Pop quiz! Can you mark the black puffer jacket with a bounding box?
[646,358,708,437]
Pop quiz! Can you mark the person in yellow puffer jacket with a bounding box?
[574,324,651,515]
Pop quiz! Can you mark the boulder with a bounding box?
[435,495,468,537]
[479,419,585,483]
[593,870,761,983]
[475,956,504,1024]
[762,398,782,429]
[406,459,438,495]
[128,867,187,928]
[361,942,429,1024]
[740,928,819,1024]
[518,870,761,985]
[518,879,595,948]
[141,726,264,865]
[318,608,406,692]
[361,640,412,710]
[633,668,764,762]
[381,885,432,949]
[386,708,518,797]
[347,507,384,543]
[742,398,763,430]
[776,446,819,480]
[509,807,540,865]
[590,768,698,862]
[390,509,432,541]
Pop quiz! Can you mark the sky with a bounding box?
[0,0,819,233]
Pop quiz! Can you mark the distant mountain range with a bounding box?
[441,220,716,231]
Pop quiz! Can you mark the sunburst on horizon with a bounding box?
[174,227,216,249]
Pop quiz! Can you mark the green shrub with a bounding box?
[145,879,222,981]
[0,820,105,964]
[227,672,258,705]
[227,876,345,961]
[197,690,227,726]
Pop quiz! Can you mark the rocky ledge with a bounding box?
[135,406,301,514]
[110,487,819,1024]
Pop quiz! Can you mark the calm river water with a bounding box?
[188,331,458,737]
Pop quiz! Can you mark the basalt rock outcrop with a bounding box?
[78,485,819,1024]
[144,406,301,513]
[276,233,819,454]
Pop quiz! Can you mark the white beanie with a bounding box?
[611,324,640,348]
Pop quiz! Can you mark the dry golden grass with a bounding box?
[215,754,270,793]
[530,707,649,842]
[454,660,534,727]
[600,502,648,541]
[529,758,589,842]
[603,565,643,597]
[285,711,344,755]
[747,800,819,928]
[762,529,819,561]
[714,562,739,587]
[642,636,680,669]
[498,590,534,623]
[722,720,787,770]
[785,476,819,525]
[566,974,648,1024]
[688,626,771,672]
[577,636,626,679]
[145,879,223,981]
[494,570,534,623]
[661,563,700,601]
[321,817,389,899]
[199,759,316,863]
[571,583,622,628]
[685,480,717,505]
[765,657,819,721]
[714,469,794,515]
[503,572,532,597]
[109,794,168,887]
....
| Task statement |
Could you set every line of the listing above into a numbered list, skipping any blank lines?

| Complete output |
1. Pop quiz! Can you mark the black puffer jacket with a bounding box?
2. [646,358,708,437]
3. Pop quiz! Can you mark the person in yellow puffer jacket with a bounding box?
4. [574,324,651,515]
5. Pop quiz! Can you mark the boulder with a bounding box?
6. [435,495,468,537]
7. [479,419,585,483]
8. [593,870,761,983]
9. [475,956,504,1024]
10. [762,398,782,429]
11. [406,459,438,495]
12. [128,867,187,928]
13. [361,942,429,1024]
14. [740,928,819,1024]
15. [518,870,761,985]
16. [518,879,595,948]
17. [141,726,264,865]
18. [318,608,406,692]
19. [361,640,412,710]
20. [633,668,764,762]
21. [381,885,432,949]
22. [386,708,518,797]
23. [347,507,384,543]
24. [742,398,763,430]
25. [776,446,819,480]
26. [509,807,540,865]
27. [590,768,698,862]
28. [390,509,432,541]
29. Pop quiz! Can you mark the sky with a bounding box?
30. [0,0,819,233]
31. Pop quiz! Can you mark the distant mountain range with a bounding box?
32. [441,220,716,231]
33. Pop quiz! Can you mark the sunburst on horizon with a bounding box?
34. [174,227,216,249]
35. Pop quiz! Can you mark the green shrub with a bounding box?
36. [145,879,222,981]
37. [0,820,105,964]
38. [227,672,258,705]
39. [227,876,345,961]
40. [197,690,227,726]
41. Pop quiz! Can you mark the rocky ledge with a bounding box?
42. [135,406,301,514]
43. [110,487,819,1024]
44. Pop quiz! Can you mark the calm river water with a bounding box?
45. [188,331,458,737]
46. Pop quiz! Can you mark the basalt rock outcrop with a bounding box?
47. [78,485,819,1024]
48. [144,406,301,513]
49. [276,233,819,454]
50. Pop quiz! Can you mark the white beanie with a bounding box?
51. [611,324,640,348]
52. Pop quiz! Can you mark the dry golden grass with a bounding box?
53. [215,754,270,793]
54. [530,707,649,842]
55. [454,660,534,727]
56. [600,502,648,541]
57. [529,758,589,842]
58. [603,565,643,597]
59. [285,711,344,755]
60. [747,800,819,928]
61. [762,529,819,561]
62. [714,562,739,587]
63. [642,636,680,669]
64. [498,590,534,623]
65. [722,720,787,770]
66. [785,476,819,525]
67. [566,974,648,1024]
68. [688,626,771,672]
69. [577,636,626,679]
70. [145,879,223,981]
71. [494,570,534,623]
72. [661,563,700,601]
73. [321,817,389,899]
74. [199,759,316,863]
75. [571,583,622,628]
76. [685,480,717,505]
77. [765,657,819,721]
78. [714,469,794,515]
79. [503,572,532,597]
80. [109,794,168,887]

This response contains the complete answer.